### TEXT

What Plan Sponsors Need to Know About SECURE 2.0

What Plan Sponsors Need to Know About SECURE 2.0 and Its Effect on Retirement Plans Concept Image With Young Woman Working on Computer at her Desk.

Many provisions encourage small businesses to offer a workplace retirement plan. Here’s what plan sponsors need to know about SECURE 2.0 and its effect on retirement plans.

Presented by Gerard Longo, AIFA®, CPFA®:

SECURE 2.0 became law when Consolidated Appropriations Act, 2023, was signed on December 29, 2022. Many of its provisions encourage small businesses to offer employees a workplace retirement plan with features that support participation. While SECURE 2.0 includes a host of provisions affecting the rules for individuals and employers, this article focuses on the key provisions pertaining to retirement plans.

What Plan Sponsors Need to Know About SECURE 2.0

SECURE 2.0 lowers hurdles for employers and employees by providing financial support for small businesses to adopt new plans and features while promoting plan participation. With that in mind, here are high-level summaries of the provisions that seem most impactful for retirement plans:

Effective Immediately (2023)

  • Startup retirement plan tax credit. The tax credit for employers with 50 or fewer employees increases to 100 percent of the eligible startup expenses up to the $5,000 limit in each of the first three plan years for plans adopted after December 31, 2022.
    • The credit is not available to existing plans.
  • Employer contribution tax credit. This is available to eligible employers for employer contributions equal to the applicable percentage of the contribution amount up to $1,000 per employee (for employees earning less than $100,000 annually) in each of the plan’s first five years for plans adopted after December 31, 2022.
    • The applicable percentage is defined as:
      • 100 percent in years 1 and 2
      • 75 percent in year 3
      • 50 percent in year 4
      • 25 percent in year 5
      • 0 percent thereafter
    • The full additional tax credit is limited to employers with up to 50 employees and then phases out for employers with 51–100 employees. Please consult with your tax professional to determine eligibility.
    • Defined benefit plans are not eligible for this tax credit.
  • Matching Roth contributions. Plan sponsors who adopt this provision allow participants to direct some or all of the employer-matching contribution to a Roth account (treated as an after-tax contribution in line with the rules around Roth accounts).
    • Participants would recognize Roth matching contributions as income in the year contributed
    • Only applies to 401(k), 403(b), and 457(b) plans (doesn’t apply to SIMPLE or SEP IRAs)

Effective in 2024

  • Catch-up contributions. Mandates that individuals earning more than $145,000 direct catch-up contributions to a Roth account
  • Student loan repayment match. Allows employers to match employees’ student loan payments through a matching retirement plan within elective deferral limits
  • Emergency expense distributions. Allows employees to take up to $1,000 per year without penalty, but it must be repaid before another distribution (It can be repaid through regular pretax deferrals.)

### WHAT THIS EXERCISE ASKS
a: Answer these questions from the SECURE 2.0 article.
(i) On what date was the Consolidated Appropriations Act, 2023, signed?
(ii) What is the dollar limit on eligible startup expenses for the startup retirement plan tax credit?
(iii) Up to what amount per year may employees take as an emergency expense distribution without penalty?
b: Condense the paragraph of the SECURE 2.0 article that begins "SECURE 2.0 became law when" into a shorter version that keeps its main facts.
c: For each statement, state whether it agrees with the SECURE 2.0 article, answering yes or no and quoting the deciding words.
(i) Defined benefit plans are eligible for the employer contribution tax credit.
(ii) The matching Roth contributions provision applies to SEP IRAs.
(iii) The applicable percentage for the employer contribution tax credit is 75 percent in year 3.

### DATA LISTING
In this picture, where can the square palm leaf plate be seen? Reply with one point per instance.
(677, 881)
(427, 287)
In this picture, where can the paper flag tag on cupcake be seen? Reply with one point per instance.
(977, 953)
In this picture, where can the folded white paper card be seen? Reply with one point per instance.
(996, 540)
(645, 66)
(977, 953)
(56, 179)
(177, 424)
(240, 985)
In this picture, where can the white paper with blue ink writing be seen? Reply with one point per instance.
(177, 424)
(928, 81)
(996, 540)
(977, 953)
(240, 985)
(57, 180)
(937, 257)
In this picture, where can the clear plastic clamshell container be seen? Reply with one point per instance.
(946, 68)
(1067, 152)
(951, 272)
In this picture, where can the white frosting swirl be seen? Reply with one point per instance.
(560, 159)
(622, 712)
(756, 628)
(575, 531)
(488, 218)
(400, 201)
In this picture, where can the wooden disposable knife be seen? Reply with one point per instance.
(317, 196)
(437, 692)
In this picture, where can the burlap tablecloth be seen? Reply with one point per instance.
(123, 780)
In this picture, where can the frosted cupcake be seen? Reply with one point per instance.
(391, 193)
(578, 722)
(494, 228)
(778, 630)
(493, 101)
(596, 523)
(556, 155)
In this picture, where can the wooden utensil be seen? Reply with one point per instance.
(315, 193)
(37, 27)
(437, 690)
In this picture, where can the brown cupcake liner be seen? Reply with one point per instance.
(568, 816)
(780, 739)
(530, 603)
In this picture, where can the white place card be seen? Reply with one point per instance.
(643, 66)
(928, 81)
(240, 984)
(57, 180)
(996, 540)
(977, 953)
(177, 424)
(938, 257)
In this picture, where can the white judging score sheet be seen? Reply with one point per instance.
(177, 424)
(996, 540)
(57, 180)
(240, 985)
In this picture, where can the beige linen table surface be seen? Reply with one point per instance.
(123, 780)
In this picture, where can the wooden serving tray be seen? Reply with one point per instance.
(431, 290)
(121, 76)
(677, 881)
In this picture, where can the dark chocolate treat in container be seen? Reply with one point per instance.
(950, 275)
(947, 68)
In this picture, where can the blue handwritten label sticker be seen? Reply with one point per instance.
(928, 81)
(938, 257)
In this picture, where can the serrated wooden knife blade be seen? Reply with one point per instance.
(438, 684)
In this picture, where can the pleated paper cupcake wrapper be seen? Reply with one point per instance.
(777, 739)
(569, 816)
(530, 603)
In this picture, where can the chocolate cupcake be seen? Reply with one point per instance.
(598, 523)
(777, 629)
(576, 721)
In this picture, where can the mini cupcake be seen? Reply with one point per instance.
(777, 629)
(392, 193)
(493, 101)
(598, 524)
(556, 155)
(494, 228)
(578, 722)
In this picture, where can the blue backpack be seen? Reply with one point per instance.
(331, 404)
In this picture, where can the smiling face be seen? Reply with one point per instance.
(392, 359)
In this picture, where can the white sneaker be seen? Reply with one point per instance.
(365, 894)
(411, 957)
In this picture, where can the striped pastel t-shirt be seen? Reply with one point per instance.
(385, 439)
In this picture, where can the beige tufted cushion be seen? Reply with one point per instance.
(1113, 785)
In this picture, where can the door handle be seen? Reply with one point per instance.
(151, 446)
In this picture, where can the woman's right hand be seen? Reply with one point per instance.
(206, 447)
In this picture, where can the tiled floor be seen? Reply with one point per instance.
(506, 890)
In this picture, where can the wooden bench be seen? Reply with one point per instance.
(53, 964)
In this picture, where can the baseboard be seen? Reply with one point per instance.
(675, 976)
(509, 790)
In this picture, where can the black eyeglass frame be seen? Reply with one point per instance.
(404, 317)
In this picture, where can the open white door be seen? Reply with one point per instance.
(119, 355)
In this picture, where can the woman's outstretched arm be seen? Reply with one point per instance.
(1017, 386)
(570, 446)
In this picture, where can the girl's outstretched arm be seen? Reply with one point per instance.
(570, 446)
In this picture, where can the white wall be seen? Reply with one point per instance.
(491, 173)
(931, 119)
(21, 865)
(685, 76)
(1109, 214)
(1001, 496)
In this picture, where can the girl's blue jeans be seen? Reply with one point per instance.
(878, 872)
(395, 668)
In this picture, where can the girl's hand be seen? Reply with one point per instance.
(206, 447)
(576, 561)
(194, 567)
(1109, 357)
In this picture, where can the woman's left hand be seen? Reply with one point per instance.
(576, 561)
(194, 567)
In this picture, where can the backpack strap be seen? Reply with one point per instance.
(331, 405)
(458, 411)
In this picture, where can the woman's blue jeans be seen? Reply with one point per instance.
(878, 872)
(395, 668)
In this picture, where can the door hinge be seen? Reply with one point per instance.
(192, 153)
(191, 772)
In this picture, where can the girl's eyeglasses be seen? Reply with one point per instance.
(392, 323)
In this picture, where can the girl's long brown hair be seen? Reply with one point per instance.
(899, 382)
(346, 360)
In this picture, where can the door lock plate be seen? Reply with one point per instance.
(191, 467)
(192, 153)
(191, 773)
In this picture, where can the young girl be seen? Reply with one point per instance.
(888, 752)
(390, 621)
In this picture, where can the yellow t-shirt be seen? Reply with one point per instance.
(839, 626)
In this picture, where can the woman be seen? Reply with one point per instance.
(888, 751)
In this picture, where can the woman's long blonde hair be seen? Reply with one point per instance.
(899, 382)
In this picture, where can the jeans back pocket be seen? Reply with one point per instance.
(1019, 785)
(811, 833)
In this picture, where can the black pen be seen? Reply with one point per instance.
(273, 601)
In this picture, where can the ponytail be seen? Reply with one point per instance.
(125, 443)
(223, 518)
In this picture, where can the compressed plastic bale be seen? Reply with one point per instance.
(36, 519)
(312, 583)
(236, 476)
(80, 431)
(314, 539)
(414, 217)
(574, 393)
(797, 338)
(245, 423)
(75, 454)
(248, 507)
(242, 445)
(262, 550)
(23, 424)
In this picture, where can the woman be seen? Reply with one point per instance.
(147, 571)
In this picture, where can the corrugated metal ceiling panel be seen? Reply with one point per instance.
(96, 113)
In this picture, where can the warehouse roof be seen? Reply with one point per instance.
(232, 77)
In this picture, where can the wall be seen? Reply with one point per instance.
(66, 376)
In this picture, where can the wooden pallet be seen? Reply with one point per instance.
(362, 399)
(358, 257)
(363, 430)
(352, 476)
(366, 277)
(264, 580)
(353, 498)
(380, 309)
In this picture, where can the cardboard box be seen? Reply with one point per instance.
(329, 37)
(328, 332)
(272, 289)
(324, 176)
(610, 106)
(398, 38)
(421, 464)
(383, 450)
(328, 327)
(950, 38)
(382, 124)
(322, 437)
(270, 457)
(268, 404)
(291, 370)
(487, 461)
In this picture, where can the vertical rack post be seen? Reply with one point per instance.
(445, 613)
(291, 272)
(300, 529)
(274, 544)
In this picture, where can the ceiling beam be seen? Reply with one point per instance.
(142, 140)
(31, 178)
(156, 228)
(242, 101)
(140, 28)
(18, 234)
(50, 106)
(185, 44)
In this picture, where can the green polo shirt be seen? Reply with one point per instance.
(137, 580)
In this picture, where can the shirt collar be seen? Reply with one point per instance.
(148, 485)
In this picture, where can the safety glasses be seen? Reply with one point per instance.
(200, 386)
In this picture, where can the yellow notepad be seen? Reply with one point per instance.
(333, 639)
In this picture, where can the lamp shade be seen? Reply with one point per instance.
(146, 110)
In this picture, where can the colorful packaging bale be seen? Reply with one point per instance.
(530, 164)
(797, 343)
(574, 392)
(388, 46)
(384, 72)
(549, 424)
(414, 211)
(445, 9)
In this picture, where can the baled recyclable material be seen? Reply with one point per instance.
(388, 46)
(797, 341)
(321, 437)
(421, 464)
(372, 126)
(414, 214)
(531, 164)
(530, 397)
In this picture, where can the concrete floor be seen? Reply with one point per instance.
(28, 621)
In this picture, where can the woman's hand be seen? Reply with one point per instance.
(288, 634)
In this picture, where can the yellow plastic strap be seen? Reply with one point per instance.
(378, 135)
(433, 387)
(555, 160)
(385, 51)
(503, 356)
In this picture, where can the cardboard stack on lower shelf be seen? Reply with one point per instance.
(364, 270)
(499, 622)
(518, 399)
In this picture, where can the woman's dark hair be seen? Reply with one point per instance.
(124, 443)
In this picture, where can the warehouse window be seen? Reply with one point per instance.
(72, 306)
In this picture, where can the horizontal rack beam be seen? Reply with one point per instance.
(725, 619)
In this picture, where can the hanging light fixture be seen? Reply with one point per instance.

### RESPONSES TO THE EXERCISE
a:
(i) December 29, 2022.
(ii) $5,000 in each of the first three plan years.
(iii) Up to $1,000 per year.

b: SECURE 2.0 became law with the signing of the Consolidated Appropriations Act, 2023, on December 29, 2022. Many of its provisions encourage small businesses to offer workplace retirement plans with features that support participation. Although it affects rules for both individuals and employers, the article covers only its key retirement plan provisions.

c:
(i) No: "Defined benefit plans are not eligible for this tax credit."
(ii) No: "doesn’t apply to SIMPLE or SEP IRAs"
(iii) Yes: "75 percent in year 3"